▶ _What needs to be done_: Retype, character for character, the stretch of the listing below from the line containing "Here's a dare: find manatee snout" through the line containing "[206,2,786,451]", including both of those lines.

— start —

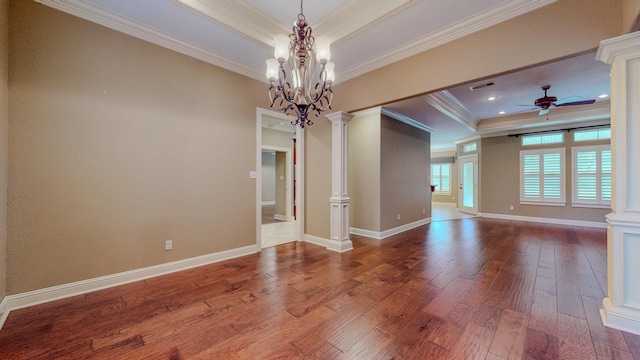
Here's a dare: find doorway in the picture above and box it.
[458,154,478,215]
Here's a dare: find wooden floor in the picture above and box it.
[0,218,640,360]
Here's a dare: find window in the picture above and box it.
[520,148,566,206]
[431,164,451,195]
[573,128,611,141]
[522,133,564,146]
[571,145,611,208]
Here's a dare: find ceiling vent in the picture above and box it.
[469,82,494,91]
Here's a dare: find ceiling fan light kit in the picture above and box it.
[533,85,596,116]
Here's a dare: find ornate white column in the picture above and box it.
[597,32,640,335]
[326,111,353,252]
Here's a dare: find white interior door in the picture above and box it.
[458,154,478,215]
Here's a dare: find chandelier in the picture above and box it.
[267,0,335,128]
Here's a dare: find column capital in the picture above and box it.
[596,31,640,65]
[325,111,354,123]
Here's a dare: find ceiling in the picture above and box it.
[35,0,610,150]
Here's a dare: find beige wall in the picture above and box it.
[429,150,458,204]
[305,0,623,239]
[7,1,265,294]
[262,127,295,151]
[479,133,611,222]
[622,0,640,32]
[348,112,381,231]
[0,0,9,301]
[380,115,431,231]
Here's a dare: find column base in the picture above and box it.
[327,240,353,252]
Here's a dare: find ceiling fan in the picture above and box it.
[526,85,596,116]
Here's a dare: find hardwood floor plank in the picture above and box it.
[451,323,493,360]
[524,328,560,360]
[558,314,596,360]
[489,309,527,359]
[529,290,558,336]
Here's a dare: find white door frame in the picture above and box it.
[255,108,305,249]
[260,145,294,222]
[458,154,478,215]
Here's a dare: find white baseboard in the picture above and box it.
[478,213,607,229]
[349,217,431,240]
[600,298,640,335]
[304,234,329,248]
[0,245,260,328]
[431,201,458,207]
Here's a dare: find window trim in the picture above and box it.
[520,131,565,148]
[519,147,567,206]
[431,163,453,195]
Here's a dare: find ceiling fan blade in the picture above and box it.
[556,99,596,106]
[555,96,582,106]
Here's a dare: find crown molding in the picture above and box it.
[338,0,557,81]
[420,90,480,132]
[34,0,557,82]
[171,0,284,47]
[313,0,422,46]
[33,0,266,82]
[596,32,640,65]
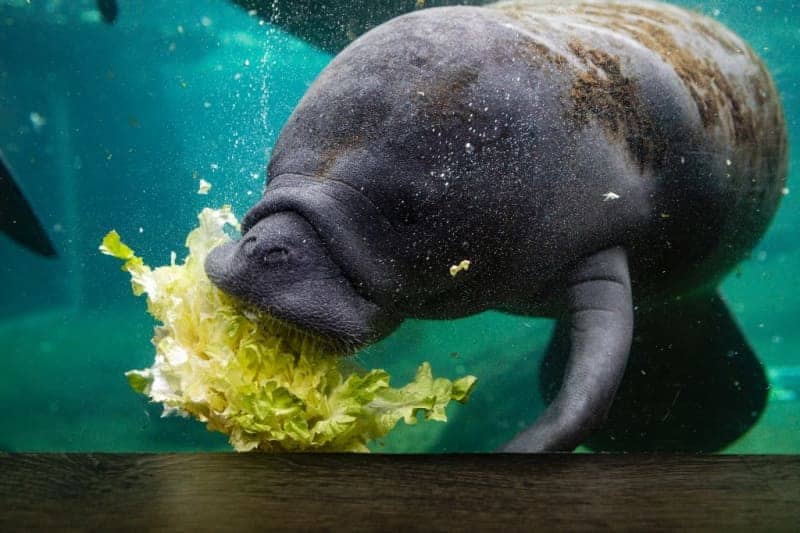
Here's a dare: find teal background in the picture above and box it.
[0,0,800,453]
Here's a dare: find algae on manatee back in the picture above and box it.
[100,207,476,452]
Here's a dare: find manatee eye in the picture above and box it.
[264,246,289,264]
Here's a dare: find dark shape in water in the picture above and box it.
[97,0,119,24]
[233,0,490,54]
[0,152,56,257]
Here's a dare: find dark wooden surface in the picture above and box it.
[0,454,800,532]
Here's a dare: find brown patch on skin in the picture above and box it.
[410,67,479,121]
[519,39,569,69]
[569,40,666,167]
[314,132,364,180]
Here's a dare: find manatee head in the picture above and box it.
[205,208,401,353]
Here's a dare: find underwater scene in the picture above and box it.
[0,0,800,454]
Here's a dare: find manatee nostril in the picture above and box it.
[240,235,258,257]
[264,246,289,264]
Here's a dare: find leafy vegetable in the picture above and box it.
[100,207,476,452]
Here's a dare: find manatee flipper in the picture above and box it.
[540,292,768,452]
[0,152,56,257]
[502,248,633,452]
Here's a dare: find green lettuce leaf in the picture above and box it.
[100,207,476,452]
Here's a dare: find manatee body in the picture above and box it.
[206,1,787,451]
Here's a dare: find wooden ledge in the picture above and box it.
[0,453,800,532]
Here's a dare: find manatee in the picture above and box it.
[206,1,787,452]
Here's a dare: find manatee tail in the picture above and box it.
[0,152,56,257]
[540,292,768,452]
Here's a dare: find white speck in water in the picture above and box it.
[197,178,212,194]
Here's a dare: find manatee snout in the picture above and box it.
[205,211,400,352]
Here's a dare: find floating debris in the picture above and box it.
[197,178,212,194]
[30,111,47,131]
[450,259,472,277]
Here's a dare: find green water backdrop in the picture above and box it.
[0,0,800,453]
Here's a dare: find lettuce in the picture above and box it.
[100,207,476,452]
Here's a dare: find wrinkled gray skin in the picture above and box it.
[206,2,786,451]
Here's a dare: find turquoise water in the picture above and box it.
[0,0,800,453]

— end —

▶ _Output of the exercise_:
Here's a dare: find manatee snout in the picture above and box it.
[205,211,400,352]
Here's a dare: find floating debris in the picture above and box it.
[197,178,212,194]
[30,111,47,131]
[450,259,472,277]
Here's a dare: find green water backdrop in the picture above and box it.
[0,0,800,453]
Here's a dare: find lettuce in the picture above and box it.
[100,207,476,452]
Here's a dare: find wrinkled gray skin in the picture above and box it.
[206,2,786,451]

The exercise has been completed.